== RECORDS FOR PROCESSING ==
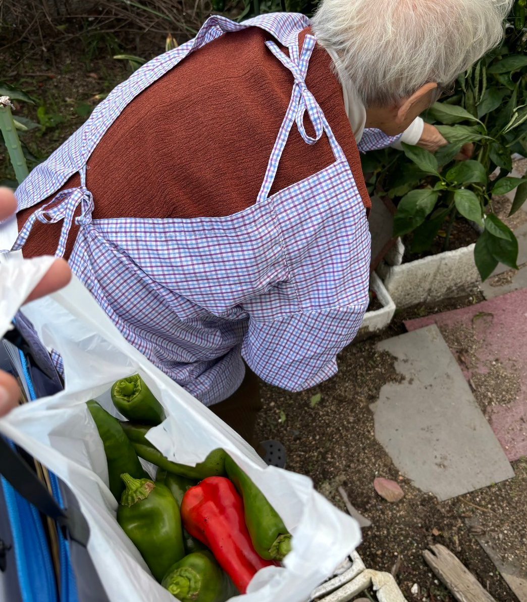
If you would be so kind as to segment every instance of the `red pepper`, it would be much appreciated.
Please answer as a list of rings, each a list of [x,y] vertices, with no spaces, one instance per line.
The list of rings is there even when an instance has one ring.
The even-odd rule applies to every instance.
[[[185,528],[212,551],[241,594],[264,566],[277,566],[258,555],[245,526],[241,497],[225,477],[208,477],[191,487],[181,503]]]

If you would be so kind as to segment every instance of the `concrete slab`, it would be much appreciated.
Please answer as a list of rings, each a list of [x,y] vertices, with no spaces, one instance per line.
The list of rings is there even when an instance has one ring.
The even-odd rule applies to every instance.
[[[475,517],[467,518],[465,522],[469,527],[482,526]],[[527,602],[527,573],[522,571],[514,562],[504,559],[503,554],[498,551],[498,546],[492,535],[484,533],[483,535],[473,536],[487,553],[520,602]]]
[[[509,460],[527,456],[527,289],[405,322],[436,324]]]
[[[435,325],[383,341],[405,376],[371,406],[375,436],[414,485],[447,500],[514,471]]]

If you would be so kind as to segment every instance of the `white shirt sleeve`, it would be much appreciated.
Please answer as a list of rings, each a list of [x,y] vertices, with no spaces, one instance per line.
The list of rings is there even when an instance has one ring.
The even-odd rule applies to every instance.
[[[407,144],[416,144],[421,140],[421,136],[423,135],[423,129],[424,129],[424,127],[425,122],[423,121],[422,119],[420,117],[416,117],[416,119],[414,119],[414,120],[402,132],[402,135],[400,139],[394,142],[393,144],[390,144],[390,146],[392,148],[402,150],[402,147],[401,146],[401,142],[405,142]]]

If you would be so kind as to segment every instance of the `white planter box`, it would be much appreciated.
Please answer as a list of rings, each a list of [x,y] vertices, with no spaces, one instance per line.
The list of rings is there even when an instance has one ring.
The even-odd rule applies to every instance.
[[[357,335],[359,339],[365,338],[386,328],[392,321],[395,313],[395,303],[392,300],[383,281],[374,272],[370,275],[369,286],[377,294],[377,299],[383,306],[380,309],[367,311],[365,314],[364,320]]]
[[[383,262],[377,272],[399,308],[468,294],[481,282],[473,244],[399,265]]]
[[[513,170],[514,178],[522,175]],[[511,200],[516,189],[507,196]],[[389,295],[399,309],[474,292],[481,279],[474,262],[474,244],[401,263],[404,246],[398,239],[377,268]]]

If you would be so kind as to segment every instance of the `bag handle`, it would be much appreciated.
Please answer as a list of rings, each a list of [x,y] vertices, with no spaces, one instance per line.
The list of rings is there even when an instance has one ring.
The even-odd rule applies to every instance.
[[[63,510],[29,464],[3,437],[0,437],[0,474],[40,512],[66,530],[72,539],[86,547],[90,529],[82,513],[73,506]]]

== PROBLEM DETAILS ==
Count the lines in the listing above that contain the word "white", and give only that number.

== SOLVED PROBLEM ==
2